**What needs to be done**
Collect every line of the data below that contains the string "wooden". Case counts.

**Raw records**
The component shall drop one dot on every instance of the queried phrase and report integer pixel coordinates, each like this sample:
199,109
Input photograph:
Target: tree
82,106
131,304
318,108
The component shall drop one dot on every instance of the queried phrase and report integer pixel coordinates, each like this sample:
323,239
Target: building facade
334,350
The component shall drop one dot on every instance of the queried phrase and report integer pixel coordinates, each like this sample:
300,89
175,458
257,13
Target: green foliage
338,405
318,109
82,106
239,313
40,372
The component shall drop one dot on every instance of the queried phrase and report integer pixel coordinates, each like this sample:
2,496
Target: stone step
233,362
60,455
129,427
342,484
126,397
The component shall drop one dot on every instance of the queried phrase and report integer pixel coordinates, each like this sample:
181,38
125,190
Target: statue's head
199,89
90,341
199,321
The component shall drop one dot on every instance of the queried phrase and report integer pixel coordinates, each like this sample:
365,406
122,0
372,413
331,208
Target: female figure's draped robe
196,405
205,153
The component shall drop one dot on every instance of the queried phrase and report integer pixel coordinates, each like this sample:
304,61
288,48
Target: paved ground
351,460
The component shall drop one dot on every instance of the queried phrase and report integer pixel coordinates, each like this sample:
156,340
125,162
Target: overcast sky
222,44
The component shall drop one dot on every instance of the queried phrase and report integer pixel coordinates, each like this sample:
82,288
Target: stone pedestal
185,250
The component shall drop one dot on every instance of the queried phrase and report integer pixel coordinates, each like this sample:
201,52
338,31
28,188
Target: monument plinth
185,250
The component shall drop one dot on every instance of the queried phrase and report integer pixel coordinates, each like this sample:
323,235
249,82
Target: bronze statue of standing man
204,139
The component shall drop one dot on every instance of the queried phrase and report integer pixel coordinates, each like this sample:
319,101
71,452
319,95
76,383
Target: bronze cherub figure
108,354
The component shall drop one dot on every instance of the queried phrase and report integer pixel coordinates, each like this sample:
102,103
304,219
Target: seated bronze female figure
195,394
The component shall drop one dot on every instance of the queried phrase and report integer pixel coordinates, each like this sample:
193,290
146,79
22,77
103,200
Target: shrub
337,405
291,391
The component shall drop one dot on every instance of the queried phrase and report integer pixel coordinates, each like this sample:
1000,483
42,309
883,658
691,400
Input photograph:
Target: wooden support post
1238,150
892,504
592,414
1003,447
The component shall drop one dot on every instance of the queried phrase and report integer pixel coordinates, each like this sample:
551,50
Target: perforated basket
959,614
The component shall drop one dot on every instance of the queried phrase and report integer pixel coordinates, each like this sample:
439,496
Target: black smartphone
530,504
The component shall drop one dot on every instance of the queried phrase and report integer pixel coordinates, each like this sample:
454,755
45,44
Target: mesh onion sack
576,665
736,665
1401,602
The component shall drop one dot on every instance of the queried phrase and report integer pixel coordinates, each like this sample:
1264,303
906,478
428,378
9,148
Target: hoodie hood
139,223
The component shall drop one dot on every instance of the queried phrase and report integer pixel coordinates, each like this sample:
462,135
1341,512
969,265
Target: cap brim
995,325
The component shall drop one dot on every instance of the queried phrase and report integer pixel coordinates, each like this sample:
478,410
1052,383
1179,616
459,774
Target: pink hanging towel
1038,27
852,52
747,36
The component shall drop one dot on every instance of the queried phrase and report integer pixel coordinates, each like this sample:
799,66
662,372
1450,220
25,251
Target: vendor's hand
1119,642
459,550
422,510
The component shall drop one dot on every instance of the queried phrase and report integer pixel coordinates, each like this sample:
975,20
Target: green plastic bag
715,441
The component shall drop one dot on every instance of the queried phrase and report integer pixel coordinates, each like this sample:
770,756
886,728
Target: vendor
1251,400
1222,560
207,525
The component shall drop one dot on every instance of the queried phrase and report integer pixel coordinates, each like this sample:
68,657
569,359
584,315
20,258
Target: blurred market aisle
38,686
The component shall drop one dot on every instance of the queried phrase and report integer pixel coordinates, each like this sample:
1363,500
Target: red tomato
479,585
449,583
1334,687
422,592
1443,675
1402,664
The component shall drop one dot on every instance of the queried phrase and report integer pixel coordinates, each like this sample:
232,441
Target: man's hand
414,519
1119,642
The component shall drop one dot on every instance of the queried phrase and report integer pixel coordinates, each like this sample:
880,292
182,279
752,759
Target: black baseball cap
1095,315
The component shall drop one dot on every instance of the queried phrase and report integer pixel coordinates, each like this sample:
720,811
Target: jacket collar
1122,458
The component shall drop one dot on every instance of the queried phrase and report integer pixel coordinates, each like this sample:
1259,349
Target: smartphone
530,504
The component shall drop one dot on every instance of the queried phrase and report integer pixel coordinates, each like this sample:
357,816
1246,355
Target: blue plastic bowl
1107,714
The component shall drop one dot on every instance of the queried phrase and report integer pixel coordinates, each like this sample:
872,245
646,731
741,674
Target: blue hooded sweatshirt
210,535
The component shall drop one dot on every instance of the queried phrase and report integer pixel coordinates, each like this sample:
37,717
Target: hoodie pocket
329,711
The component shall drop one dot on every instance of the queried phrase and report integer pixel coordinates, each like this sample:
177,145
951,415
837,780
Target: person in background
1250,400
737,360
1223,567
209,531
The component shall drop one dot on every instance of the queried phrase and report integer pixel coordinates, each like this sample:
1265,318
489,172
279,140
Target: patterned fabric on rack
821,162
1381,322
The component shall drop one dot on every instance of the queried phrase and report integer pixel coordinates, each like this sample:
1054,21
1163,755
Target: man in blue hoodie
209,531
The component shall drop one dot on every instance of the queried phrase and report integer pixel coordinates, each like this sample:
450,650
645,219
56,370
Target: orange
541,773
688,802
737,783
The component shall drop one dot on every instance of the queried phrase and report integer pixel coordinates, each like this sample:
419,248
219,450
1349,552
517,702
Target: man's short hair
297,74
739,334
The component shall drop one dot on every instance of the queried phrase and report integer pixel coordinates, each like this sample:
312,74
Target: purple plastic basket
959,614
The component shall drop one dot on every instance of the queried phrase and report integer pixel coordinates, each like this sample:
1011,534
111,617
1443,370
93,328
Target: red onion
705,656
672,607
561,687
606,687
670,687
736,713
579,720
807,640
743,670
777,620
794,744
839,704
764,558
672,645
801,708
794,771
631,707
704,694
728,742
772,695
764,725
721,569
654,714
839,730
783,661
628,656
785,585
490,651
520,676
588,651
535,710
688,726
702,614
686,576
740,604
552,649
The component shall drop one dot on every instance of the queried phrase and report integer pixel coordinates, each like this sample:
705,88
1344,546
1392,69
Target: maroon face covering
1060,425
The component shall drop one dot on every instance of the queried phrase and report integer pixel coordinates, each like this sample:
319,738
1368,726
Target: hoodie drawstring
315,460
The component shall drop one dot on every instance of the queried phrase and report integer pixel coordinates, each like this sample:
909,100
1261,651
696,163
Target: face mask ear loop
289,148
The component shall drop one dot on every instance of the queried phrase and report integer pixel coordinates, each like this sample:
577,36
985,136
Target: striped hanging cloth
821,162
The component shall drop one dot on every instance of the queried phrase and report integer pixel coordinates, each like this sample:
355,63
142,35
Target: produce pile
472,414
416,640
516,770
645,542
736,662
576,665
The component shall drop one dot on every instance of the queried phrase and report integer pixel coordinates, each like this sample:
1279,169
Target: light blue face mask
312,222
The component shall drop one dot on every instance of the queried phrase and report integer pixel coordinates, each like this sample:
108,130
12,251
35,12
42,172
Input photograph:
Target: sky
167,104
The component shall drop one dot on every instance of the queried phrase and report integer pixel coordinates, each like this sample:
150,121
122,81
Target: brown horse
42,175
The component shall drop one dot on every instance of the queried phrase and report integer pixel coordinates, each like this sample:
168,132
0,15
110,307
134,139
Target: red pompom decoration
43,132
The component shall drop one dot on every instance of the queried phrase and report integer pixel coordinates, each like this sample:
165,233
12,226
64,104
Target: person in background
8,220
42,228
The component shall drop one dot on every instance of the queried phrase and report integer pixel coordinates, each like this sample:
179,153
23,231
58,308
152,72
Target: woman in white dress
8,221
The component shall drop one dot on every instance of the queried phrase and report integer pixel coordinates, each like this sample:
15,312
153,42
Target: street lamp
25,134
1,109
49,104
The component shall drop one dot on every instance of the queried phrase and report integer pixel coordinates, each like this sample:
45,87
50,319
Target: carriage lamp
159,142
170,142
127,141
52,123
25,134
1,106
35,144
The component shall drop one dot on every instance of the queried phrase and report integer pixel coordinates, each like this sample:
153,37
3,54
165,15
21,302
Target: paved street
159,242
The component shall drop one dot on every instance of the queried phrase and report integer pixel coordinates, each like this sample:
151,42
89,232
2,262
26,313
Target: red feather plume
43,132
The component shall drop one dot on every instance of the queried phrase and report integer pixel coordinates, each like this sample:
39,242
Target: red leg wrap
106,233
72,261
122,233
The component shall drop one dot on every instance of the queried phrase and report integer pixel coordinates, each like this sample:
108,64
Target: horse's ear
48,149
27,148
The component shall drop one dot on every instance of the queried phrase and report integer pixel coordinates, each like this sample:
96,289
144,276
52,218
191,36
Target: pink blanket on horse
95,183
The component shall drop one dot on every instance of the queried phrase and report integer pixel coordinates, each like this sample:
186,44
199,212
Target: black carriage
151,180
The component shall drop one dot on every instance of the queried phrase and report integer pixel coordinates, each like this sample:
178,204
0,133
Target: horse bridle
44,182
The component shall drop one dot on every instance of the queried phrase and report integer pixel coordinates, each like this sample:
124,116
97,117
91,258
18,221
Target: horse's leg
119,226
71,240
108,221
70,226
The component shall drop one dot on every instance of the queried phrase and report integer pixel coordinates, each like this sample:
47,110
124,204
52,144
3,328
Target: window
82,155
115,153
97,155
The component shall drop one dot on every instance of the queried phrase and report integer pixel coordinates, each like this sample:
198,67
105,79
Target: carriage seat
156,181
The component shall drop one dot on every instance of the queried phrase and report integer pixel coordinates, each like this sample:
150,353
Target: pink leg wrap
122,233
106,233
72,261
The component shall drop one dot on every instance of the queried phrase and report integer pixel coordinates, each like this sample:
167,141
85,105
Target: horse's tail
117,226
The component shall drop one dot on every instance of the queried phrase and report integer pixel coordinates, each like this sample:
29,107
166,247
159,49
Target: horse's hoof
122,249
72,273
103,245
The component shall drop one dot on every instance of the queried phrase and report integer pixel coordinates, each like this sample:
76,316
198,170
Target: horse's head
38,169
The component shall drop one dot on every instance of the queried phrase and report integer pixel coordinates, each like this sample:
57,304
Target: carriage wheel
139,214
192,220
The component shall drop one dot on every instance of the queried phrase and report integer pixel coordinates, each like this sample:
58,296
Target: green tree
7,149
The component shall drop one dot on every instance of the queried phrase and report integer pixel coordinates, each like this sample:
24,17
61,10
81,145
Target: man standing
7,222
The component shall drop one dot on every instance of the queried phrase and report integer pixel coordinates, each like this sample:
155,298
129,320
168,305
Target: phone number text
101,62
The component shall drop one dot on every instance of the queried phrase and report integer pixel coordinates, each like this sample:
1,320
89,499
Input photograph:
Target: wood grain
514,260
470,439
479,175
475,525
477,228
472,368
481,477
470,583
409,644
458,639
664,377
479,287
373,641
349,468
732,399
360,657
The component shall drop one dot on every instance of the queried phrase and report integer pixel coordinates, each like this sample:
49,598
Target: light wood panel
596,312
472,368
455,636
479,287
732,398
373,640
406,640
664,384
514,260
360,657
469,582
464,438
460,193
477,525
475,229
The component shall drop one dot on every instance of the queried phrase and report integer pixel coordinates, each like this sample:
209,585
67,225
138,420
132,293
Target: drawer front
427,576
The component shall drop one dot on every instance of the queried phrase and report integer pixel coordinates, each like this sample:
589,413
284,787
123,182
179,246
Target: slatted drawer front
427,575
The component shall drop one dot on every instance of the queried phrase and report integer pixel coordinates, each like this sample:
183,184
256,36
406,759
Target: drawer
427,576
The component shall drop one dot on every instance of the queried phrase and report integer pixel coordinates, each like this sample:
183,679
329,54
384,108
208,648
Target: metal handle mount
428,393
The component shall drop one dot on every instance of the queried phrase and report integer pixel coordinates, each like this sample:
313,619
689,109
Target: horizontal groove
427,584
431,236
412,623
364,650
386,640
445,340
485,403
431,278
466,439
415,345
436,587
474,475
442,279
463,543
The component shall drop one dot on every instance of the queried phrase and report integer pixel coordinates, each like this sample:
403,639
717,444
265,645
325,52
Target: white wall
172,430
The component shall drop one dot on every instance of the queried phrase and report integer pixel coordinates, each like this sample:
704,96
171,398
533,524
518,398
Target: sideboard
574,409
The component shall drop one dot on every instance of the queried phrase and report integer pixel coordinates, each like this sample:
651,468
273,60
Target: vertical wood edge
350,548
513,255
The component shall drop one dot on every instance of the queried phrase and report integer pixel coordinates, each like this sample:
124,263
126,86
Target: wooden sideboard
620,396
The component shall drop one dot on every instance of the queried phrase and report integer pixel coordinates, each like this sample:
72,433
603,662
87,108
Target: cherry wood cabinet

**Answer to this problem**
Target: wooden support post
Target: wooden sideboard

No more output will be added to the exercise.